**EXERCISE SET**
[1] According to the film review, who is the film's cinematographer?
[2] Substitute "agent" for "manager" and write out the film review between "Robert Patrick is" and "and early 70’s?).", inclusive.

**PROVIDED TEXT**
****************

What’s different about this film is the lack of two
dimensional caricatures and stereotypes, bringing a mature and sophisticated
intelligence to the material, writing fully realized characters that are uncomfortable
with themselves even as they are apparently successful in life. The film opens in Chicago
where Waters performs to an enthusiastic audience, literally bringing the house
down in a club owned by his wife Kim, Tatum O’Neal. Despite their success, each is absorbed in
their own careers, where he’s the entertainer while she handles the business
end, but they don’t seem to have time for each other, where after 10 years of
marriage there’s an unspoken emotional disconnection where real intimacy has
been compromised by a routine of getting along.
Robert Patrick is literally transformed from the badass alien from
TERMINATOR 2: JUDGMENT DAY (1991) to a hip Hollywood manager, Sterling French,
a guy with influence and connections in the business who offers Waters a second
chance at the LA comedy circuit, as he apparently screwed up his career
earlier, one of the headliners of the 90’s until he began walking out on live
performances due to erratic drug related behavior (like whatever happened to
Sly Stone in the late 60’s and early 70’s?).
Kim has suspicions about a return to Hollywood
where temptations run amuck, as their current run of success was a long time
coming, but Waters is a driven artist who needs the stage and is ready for a
renewed opportunity. When he arrives in
LA, he’s treated like a star, given first class accommodations and a white
convertible, where opening night is a complete success, as his progressively
edgy material has such a blatantly realistic feel, with silhouetted closeups on
his face where cinematographer Keith L. Smith beautifully captures the
smoke-filled intimacy of the claustrophobic nightclubs. Rather forwardly, a beautiful young 24-year
old quickly introduces herself and latches onto him immediately, Rosa (Paloma
Guzmán), where they are still together weeks later.

****************

Records of labeled points
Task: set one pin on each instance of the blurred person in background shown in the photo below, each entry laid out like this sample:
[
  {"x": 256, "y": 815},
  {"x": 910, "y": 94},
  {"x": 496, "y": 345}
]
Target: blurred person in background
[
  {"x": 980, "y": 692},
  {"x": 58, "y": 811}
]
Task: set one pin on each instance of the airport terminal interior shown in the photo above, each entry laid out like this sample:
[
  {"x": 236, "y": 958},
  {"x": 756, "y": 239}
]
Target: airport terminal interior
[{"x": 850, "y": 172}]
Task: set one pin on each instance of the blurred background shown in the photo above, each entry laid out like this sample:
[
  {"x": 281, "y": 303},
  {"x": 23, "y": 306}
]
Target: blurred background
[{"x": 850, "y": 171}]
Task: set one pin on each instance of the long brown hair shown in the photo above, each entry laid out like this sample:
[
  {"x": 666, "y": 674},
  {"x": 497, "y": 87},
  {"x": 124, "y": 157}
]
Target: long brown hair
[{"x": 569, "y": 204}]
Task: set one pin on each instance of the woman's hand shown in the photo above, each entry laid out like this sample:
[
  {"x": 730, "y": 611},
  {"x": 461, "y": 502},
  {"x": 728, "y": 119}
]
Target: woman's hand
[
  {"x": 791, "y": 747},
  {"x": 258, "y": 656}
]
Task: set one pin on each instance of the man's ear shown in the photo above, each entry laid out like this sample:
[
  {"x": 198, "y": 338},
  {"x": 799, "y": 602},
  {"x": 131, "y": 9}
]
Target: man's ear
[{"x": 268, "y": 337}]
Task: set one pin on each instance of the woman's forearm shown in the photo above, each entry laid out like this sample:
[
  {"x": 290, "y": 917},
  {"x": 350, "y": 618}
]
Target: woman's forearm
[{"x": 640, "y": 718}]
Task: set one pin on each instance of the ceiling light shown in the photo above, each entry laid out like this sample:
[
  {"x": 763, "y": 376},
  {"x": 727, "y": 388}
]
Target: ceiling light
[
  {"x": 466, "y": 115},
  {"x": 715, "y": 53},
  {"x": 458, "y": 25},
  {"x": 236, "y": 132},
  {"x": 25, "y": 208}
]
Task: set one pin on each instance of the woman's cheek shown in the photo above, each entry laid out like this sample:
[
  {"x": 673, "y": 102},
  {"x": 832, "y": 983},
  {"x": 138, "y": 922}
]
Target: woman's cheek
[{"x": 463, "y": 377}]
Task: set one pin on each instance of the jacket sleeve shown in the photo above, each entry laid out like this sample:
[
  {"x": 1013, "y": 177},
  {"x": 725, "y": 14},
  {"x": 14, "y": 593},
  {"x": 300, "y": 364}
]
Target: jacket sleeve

****************

**TASK SOLUTIONS**
[1] Keith L. Smith.

[2]
Robert Patrick is literally transformed from the badass alien from
TERMINATOR 2: JUDGMENT DAY (1991) to a hip Hollywood agent, Sterling French,
a guy with influence and connections in the business who offers Waters a second
chance at the LA comedy circuit, as he apparently screwed up his career
earlier, one of the headliners of the 90’s until he began walking out on live
performances due to erratic drug related behavior (like whatever happened to
Sly Stone in the late 60’s and early 70’s?).